Catatan anotasi koordinat:
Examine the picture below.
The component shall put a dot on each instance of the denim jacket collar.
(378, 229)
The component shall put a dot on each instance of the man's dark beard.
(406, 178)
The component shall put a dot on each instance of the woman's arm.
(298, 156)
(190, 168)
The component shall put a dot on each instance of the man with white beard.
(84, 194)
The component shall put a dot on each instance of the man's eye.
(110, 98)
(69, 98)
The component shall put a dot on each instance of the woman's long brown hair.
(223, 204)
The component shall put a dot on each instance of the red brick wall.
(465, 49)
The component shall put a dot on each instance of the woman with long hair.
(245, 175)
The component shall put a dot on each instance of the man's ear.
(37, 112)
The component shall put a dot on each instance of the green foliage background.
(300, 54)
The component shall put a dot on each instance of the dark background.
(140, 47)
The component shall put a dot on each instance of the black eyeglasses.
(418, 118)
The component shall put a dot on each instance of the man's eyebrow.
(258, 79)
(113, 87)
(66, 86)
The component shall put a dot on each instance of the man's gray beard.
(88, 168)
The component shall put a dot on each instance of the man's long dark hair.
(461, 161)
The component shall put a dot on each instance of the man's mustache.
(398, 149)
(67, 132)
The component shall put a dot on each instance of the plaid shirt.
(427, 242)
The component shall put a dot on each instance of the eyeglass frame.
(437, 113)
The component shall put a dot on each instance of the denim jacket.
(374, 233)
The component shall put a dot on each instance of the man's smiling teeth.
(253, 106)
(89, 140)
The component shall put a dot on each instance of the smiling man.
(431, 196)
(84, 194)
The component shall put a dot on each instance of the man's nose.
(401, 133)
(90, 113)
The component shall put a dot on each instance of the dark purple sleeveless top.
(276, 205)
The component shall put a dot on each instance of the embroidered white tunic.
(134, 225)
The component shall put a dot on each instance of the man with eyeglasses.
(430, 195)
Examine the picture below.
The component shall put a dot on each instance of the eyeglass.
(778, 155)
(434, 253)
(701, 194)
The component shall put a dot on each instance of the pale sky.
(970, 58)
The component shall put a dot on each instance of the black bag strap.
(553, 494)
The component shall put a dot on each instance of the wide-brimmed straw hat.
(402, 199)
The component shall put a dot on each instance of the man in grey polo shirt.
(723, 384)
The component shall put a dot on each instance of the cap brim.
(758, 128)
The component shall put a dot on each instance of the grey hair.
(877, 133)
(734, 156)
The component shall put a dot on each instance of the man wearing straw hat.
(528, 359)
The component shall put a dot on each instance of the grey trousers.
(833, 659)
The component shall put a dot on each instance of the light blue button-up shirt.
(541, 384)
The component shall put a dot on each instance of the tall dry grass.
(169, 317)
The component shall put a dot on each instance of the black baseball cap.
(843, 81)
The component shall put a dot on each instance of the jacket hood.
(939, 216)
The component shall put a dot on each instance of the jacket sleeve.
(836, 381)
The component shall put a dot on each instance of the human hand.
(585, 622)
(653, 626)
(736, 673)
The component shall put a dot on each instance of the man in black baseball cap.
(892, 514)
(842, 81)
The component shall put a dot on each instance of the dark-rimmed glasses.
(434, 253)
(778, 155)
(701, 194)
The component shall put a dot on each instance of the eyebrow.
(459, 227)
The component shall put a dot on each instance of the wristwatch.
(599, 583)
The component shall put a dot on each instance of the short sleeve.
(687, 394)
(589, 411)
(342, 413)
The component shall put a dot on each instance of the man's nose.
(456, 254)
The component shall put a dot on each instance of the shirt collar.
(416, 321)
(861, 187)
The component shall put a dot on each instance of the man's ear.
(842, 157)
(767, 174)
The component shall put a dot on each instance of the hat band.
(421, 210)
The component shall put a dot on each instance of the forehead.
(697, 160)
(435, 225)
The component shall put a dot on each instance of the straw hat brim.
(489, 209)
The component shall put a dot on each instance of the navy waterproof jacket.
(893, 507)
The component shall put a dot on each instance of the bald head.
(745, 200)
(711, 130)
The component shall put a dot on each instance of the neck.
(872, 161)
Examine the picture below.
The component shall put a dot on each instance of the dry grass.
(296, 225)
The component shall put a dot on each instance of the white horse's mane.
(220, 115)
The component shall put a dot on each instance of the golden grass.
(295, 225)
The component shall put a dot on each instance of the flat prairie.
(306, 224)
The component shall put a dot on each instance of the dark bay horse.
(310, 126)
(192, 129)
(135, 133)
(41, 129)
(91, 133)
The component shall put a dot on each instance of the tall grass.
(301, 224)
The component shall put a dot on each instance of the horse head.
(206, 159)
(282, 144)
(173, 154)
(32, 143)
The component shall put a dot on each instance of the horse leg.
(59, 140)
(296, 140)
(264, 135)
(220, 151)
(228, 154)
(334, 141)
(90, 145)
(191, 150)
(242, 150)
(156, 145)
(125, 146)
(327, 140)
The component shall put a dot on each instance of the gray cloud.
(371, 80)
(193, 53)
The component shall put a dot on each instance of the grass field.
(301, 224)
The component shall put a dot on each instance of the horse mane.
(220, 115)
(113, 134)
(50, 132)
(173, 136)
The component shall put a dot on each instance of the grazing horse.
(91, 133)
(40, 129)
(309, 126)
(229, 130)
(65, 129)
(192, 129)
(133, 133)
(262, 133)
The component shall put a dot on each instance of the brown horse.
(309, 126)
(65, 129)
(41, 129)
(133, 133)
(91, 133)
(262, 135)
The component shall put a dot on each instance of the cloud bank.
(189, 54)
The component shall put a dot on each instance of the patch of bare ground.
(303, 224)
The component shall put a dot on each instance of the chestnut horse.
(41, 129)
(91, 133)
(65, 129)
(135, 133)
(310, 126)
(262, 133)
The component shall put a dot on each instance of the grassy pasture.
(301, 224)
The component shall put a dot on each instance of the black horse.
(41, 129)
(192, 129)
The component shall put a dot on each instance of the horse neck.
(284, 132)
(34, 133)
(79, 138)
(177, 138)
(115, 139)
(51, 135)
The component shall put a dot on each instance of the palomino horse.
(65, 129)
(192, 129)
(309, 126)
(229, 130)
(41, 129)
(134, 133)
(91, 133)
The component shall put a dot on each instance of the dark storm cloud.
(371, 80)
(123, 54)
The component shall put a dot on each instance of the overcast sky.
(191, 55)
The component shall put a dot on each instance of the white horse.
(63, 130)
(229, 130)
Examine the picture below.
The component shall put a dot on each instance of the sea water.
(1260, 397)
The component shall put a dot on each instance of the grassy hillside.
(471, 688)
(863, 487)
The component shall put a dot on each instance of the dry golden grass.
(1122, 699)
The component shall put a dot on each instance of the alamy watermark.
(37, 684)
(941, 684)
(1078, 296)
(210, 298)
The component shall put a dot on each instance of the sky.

Yang Diharapkan: Tulis ulang semua item di atas dengan mengganti "put a dot on" menjadi "place a marker on", tanpa mengubah bagian lain.

Hasil Latihan Ini:
Examine the picture below.
The component shall place a marker on each instance of the denim jacket collar.
(378, 229)
The component shall place a marker on each instance of the man's dark beard.
(406, 178)
The component shall place a marker on each instance of the woman's arm.
(298, 156)
(190, 168)
The component shall place a marker on each instance of the man with white beard.
(84, 194)
The component shall place a marker on each instance of the man's eye.
(110, 98)
(69, 98)
The component shall place a marker on each instance of the woman's long brown hair.
(223, 204)
The component shall place a marker on each instance of the red brick wall.
(465, 49)
The component shall place a marker on each instance of the woman with long hair.
(245, 175)
The component shall place a marker on each instance of the man's ear.
(37, 112)
The component shall place a marker on each instance of the green foliage background.
(300, 54)
The component shall place a marker on each instance of the dark background.
(140, 47)
The component shall place a marker on each instance of the black eyeglasses.
(418, 118)
The component shall place a marker on each instance of the man's eyebrow.
(258, 79)
(113, 87)
(66, 86)
The component shall place a marker on each instance of the man's gray beard.
(88, 168)
The component shall place a marker on each instance of the man's long dark hair.
(461, 161)
The component shall place a marker on each instance of the man's mustache.
(398, 149)
(67, 132)
The component shall place a marker on each instance of the plaid shirt.
(427, 242)
The component shall place a marker on each instance of the eyeglass frame.
(437, 113)
The component shall place a marker on each instance of the denim jacket.
(374, 233)
The component shall place a marker on each instance of the man's smiling teeth.
(253, 106)
(89, 140)
The component shall place a marker on each instance of the smiling man.
(431, 196)
(84, 194)
The component shall place a marker on each instance of the man's nose.
(401, 133)
(90, 113)
The component shall place a marker on each instance of the dark purple sleeveless top.
(276, 205)
The component shall place a marker on each instance of the embroidered white tunic.
(134, 225)
The component shall place a marker on each instance of the man with eyeglasses.
(430, 195)
Examine the picture below.
The component shall place a marker on each instance of the eyeglass.
(778, 155)
(434, 253)
(701, 194)
The component shall place a marker on each instance of the pale sky.
(970, 58)
The component shall place a marker on each instance of the black bag strap.
(553, 494)
The component shall place a marker on each instance of the wide-brimmed straw hat.
(402, 199)
The component shall place a marker on each instance of the man in grey polo shirt.
(723, 384)
The component shall place a marker on each instance of the cap brim.
(758, 128)
The component shall place a marker on each instance of the grey hair.
(877, 133)
(734, 156)
The component shall place a marker on each instance of the man wearing straw hat.
(528, 359)
The component shall place a marker on each instance of the grey trousers.
(833, 659)
The component shall place a marker on each instance of the light blue button-up shirt.
(541, 384)
The component shall place a marker on each instance of the tall dry grass.
(169, 317)
The component shall place a marker on each instance of the black baseball cap.
(843, 81)
The component shall place a marker on each instance of the jacket hood.
(939, 216)
The component shall place a marker on each instance of the jacket sleeve.
(836, 381)
The component shall place a marker on each instance of the human hand.
(585, 622)
(653, 626)
(736, 673)
The component shall place a marker on each instance of the man in black baseball cap.
(892, 514)
(842, 81)
The component shall place a marker on each instance of the dark-rimmed glasses.
(434, 253)
(778, 155)
(701, 194)
The component shall place a marker on each instance of the eyebrow.
(459, 227)
The component shall place a marker on each instance of the wristwatch.
(599, 583)
The component shall place a marker on each instance of the short sleeve.
(687, 394)
(589, 411)
(342, 413)
The component shall place a marker on each instance of the man's nose.
(456, 254)
The component shall place a marker on each instance of the shirt collar.
(416, 321)
(861, 187)
The component shall place a marker on each instance of the man's ear.
(842, 157)
(767, 174)
The component shall place a marker on each instance of the hat band.
(421, 210)
The component shall place a marker on each instance of the forehead.
(697, 160)
(435, 225)
The component shall place a marker on each instance of the straw hat brim.
(489, 209)
The component shall place a marker on each instance of the navy waterproof jacket.
(893, 507)
The component shall place a marker on each instance of the bald head.
(745, 200)
(711, 130)
The component shall place a marker on each instance of the neck.
(872, 161)
Examine the picture below.
The component shall place a marker on each instance of the dry grass.
(296, 225)
The component shall place a marker on each instance of the white horse's mane.
(220, 115)
The component shall place a marker on each instance of the golden grass.
(295, 225)
The component shall place a marker on each instance of the flat prairie.
(306, 224)
The component shall place a marker on each instance of the dark bay horse.
(310, 126)
(192, 129)
(135, 133)
(41, 129)
(91, 133)
The component shall place a marker on each instance of the tall grass.
(301, 224)
The component shall place a marker on each instance of the horse head.
(206, 159)
(282, 144)
(173, 154)
(32, 143)
The component shall place a marker on each instance of the horse leg.
(59, 140)
(296, 140)
(264, 135)
(220, 151)
(228, 154)
(334, 141)
(90, 145)
(191, 150)
(242, 150)
(156, 145)
(125, 146)
(327, 140)
The component shall place a marker on each instance of the gray cloud.
(371, 80)
(193, 53)
The component shall place a marker on each instance of the grass field.
(301, 224)
The component shall place a marker on each instance of the horse mane.
(220, 115)
(113, 134)
(50, 132)
(173, 136)
The component shall place a marker on each instance of the grazing horse.
(91, 133)
(40, 129)
(309, 126)
(229, 130)
(65, 129)
(192, 129)
(133, 133)
(262, 133)
The component shall place a marker on each instance of the brown horse.
(309, 126)
(65, 129)
(41, 129)
(133, 133)
(91, 133)
(262, 135)
The component shall place a marker on each instance of the cloud bank.
(189, 54)
The component shall place a marker on each instance of the patch of bare ground.
(303, 224)
The component shall place a marker on each instance of the chestnut horse.
(41, 129)
(91, 133)
(65, 129)
(135, 133)
(310, 126)
(262, 133)
The component shall place a marker on each instance of the grassy pasture.
(301, 224)
The component shall place a marker on each instance of the black horse.
(41, 129)
(192, 129)
The component shall place a marker on each instance of the horse neck.
(284, 132)
(34, 133)
(79, 138)
(177, 138)
(115, 139)
(51, 135)
The component shall place a marker on each instance of the palomino horse.
(65, 129)
(192, 129)
(309, 126)
(229, 130)
(41, 129)
(134, 133)
(91, 133)
The component shall place a marker on each instance of the dark storm cloud.
(371, 80)
(123, 54)
The component shall place a marker on each instance of the overcast sky.
(191, 55)
The component shall place a marker on each instance of the white horse.
(63, 130)
(229, 130)
Examine the picture below.
The component shall place a marker on each instance of the sea water.
(1260, 397)
The component shall place a marker on each instance of the grassy hillside.
(471, 688)
(863, 487)
The component shall place a marker on each instance of the dry golden grass.
(1122, 699)
The component shall place a marker on each instance of the alamy watermark.
(37, 684)
(941, 684)
(1078, 296)
(210, 298)
The component shall place a marker on each instance of the sky.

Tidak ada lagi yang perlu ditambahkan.